TEXT SECTION:

People spoke of their risks becoming less about “this is what I like and this is what is a limit” and more about skills. Do tops have the proper training? Have bottoms taken classes or done enough research to identify warning signs? Have tops and bottoms talked together about elements of risk mitigation? More access to classes, experts, and resources is a big part of this. So is figuring out we can’t really take anything for granted—be that knowledge, willingness, or capability. Itai said, “I left behind Guess Culture for Ask Culture,” which I thought was a particularly wonderful phrase.

Our risk profiles change in response to changing bodies, desires, abilities, and needs.

What our bodies can and can’t handle is in flux all the time for so many reasons: age, ability, hormones, what prescriptions we are on, the amount of sleep we are able to get. What is safe for our bodies one year may not be the next. Play that didn’t used to cause scarring may one day start to. New disability happens. Injuries. Changing needs for changing careers and family structures. Wear and tear on our bodies simply from kink itself. It’s worth noting that changing bodies, as @Friskybunny pointed out to me, can subtract risks and make us able to do more, as well as less—bodies that have a risk of becoming pregnant that causes more caution at one point in life, for example, one day will not.

Minds change too, both in their health and in what interests us. I’ll speak to my own experience here: there was a time when appearance or intelligence-based degradation were things I was wholly unwilling to touch. Now they’re among my favorites. I can’t say what changed—was it comfort with my partner? A new fetish I picked up reading someone’s writing? More confidence in myself? I’m not sure, exactly. Maybe it was just time: learning our reactions and experimenting makes a difference, and it makes our awareness of our needs and abilities more nuanced. As the very smart and experienced-with-this-sort-of-thing @_Pavlov_ says:

I’m WAY more emotionally healthy than I was years ago, and can do MUCH cooler and higher-skill-needed emotional kinds of play now. That being said, I’m much less willing to risk fucking around with play that can easily result in unintended feelings of attachment.

Our risk profiles change in response to experiencing and knowing more in kink.

Sometimes learning and experiencing more means that we have to rule out play we once loved in order to keep our ability to do the things we most prioritize safe. This can come with learning about a risk we didn’t previously know could happen (may I direct you to the Risk Evaluation Database?), gaining understanding of the skills required to execute a certain sort of play properly and realizing the people we know who actually have those skills are more limited than we thought, and the things we observe in our communities. To that end, @off2infinity added an interesting point about how his time in the scene has changed *who* fits into his risk profile:

I feel safer with newbies and people who don’t have a leadership position within the community, whereas before, I leaned towards more experienced tops. It’s difficult to speak out against someone who is perceived as an authority figure or leader.

PROBLEMS TO WORK ON:
(1) Answer these questions from the text on changing risk profiles, one line each, marked (a), (b), (c):
(a) What phrase did Itai use to describe the change?
(b) Which kinds of degradation was the writer once wholly unwilling to touch?
(c) Whom does @off2infinity now say he feels safer with?
(2) Summarize the text on changing risk profiles in two sentences.

GIVEN DATA:

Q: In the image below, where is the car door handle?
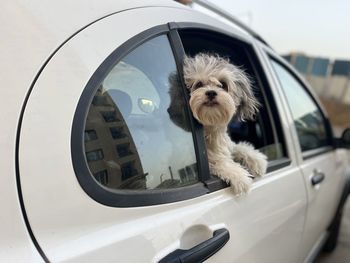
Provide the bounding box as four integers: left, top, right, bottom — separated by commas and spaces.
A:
159, 228, 230, 263
311, 170, 325, 185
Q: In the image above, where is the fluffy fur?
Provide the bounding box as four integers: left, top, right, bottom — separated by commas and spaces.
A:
183, 53, 267, 194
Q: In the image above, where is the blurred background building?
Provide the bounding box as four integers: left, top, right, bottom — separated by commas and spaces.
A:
283, 53, 350, 104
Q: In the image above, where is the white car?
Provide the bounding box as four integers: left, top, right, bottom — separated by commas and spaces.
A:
0, 0, 350, 262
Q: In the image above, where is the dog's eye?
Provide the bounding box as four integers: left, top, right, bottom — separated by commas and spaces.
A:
220, 81, 228, 91
193, 81, 203, 89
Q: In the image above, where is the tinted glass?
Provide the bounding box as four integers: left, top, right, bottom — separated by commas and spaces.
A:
85, 36, 198, 192
272, 60, 327, 151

EXERCISE RESULTS:
(1)
(a) "I left behind Guess Culture for Ask Culture."
(b) Appearance-based and intelligence-based degradation.
(c) Newbies and people who don't have a leadership position within the community.

(2) Risk profiles in kink change with shifting bodies, minds, desires, abilities, and needs, and these changes can make people able to do more as well as less. People increasingly weigh skills, training, and open asking rather than taking anything for granted, and gaining experience can lead them to rule out play they once loved or to change whom they feel safe playing with.